Collected data
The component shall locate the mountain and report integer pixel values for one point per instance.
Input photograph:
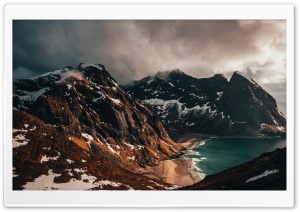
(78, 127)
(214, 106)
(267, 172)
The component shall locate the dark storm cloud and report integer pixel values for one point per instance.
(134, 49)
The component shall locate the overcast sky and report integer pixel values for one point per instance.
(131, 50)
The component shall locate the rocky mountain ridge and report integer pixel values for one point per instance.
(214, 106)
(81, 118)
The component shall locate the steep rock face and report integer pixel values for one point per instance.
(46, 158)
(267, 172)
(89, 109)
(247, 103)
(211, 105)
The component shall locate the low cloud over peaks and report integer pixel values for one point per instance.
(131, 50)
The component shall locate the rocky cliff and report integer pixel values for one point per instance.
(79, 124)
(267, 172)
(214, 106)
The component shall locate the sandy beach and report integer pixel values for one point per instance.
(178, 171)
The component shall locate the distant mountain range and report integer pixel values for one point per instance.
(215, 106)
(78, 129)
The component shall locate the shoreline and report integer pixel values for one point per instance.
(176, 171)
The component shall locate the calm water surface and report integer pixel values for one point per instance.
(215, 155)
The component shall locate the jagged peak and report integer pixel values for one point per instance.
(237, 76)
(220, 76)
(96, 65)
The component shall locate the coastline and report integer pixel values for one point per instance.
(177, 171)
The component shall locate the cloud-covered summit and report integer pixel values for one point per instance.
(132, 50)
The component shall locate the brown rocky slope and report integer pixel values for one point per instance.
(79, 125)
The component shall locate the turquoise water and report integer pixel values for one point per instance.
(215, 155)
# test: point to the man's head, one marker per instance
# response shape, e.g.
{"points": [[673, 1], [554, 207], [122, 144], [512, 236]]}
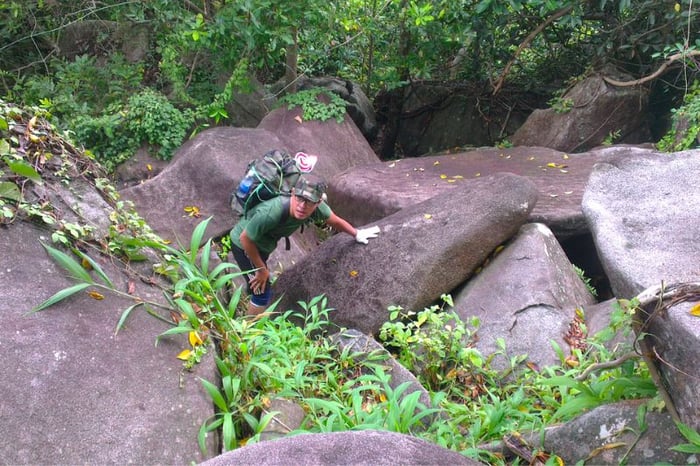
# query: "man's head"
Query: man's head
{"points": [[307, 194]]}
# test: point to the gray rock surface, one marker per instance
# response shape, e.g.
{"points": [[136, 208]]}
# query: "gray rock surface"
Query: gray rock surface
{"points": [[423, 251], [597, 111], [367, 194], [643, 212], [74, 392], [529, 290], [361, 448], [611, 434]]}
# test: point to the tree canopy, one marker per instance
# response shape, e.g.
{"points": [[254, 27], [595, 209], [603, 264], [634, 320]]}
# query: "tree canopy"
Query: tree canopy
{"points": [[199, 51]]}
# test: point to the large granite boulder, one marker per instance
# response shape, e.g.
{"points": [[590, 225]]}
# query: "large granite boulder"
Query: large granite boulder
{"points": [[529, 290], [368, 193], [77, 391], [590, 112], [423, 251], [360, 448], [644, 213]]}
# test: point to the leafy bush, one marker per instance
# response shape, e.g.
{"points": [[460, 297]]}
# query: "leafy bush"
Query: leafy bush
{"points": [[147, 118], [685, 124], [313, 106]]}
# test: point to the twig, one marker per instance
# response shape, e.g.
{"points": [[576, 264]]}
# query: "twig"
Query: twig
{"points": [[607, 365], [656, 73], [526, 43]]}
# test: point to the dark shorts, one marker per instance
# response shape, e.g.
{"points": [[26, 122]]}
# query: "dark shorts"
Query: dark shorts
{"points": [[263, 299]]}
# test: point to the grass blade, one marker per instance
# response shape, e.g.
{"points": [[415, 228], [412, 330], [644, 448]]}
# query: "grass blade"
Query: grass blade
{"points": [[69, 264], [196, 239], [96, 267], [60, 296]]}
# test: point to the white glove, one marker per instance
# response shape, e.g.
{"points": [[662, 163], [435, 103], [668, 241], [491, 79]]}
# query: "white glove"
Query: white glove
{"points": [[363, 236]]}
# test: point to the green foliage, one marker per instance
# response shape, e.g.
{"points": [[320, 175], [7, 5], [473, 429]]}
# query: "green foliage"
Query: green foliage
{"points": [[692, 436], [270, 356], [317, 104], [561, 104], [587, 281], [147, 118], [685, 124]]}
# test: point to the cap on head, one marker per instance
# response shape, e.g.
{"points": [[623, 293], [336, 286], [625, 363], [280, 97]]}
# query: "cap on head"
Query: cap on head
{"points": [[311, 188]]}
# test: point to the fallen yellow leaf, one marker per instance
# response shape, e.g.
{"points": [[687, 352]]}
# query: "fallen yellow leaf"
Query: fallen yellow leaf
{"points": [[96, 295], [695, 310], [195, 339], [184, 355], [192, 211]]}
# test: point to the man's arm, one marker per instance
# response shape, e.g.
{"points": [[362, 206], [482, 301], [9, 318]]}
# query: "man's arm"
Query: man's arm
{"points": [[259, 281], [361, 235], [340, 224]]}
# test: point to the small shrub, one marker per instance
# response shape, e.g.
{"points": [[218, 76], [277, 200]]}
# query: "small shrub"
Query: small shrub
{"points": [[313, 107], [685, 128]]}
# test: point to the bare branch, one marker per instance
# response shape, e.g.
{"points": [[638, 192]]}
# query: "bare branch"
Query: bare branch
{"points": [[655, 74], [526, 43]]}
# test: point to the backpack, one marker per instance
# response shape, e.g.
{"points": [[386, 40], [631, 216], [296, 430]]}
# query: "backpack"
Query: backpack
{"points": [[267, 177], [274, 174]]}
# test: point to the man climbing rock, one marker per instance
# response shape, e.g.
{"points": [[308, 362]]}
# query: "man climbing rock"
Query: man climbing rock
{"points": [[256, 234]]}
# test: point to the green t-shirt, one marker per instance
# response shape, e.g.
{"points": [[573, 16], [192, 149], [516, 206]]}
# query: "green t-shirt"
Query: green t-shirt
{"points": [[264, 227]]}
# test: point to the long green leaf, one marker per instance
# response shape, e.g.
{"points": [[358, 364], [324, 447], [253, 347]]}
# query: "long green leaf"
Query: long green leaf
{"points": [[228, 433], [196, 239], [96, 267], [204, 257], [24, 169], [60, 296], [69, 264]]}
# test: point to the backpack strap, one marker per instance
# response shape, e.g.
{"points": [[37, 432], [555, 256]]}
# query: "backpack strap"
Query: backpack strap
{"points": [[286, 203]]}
==
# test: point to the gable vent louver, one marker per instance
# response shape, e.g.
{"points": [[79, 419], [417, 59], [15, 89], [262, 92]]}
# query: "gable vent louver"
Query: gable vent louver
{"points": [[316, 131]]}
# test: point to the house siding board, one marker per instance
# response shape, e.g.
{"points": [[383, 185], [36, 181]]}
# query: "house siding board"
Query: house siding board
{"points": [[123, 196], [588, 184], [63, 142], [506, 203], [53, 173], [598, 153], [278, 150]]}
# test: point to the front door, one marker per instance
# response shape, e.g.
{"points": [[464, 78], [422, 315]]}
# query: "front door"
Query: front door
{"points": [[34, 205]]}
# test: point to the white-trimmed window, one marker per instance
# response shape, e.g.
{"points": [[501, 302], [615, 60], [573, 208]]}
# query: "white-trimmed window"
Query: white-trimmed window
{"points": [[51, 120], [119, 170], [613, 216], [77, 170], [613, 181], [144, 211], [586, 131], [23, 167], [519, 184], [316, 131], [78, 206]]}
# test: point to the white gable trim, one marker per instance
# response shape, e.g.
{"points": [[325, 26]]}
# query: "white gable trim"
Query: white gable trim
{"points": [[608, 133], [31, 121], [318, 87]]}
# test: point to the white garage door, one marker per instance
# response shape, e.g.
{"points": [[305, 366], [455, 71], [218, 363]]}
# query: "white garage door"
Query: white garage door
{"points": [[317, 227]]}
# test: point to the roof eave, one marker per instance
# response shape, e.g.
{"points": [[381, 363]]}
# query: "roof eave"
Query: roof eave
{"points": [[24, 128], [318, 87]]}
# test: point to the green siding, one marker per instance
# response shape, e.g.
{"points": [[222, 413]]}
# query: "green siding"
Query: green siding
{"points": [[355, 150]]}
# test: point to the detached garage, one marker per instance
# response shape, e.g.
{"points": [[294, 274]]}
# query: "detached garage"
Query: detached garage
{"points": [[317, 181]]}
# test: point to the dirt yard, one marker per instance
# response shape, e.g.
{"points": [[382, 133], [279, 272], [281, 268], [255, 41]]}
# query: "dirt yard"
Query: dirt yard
==
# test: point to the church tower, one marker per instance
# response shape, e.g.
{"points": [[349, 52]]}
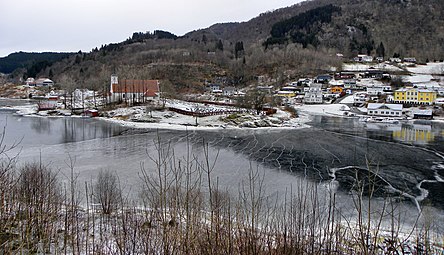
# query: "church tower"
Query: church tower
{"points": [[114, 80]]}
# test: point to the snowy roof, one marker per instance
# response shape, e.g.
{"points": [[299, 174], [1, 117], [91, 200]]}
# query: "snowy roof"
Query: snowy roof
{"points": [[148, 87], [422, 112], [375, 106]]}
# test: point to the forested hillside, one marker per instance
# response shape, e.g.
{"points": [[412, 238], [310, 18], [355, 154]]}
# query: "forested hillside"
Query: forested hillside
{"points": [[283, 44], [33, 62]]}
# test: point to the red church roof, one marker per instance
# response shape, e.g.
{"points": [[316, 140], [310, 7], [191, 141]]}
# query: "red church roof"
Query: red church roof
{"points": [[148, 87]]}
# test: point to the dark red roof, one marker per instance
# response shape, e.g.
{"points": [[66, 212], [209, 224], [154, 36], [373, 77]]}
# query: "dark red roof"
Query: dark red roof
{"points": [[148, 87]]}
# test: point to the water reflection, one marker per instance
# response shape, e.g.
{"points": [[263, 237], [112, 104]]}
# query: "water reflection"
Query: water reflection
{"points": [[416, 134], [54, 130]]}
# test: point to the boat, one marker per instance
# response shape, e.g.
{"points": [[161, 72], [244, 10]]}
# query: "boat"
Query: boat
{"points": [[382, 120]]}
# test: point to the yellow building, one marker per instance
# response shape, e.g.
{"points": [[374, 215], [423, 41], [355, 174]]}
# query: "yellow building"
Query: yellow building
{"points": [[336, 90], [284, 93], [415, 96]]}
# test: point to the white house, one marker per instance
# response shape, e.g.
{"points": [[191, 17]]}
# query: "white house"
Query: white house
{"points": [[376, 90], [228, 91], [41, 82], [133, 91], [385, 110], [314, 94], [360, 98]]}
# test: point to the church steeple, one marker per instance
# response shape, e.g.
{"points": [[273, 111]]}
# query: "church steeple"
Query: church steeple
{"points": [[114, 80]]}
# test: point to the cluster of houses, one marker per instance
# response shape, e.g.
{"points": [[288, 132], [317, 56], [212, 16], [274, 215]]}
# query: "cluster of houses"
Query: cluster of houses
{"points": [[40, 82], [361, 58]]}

TASK TO CARRY OUT:
Could you collect every line from the items above that contains the word "bare" and copy each one out?

CORRECT OUTPUT:
# test: point to the bare branch, one marker per instance
# query: "bare branch"
Query: bare branch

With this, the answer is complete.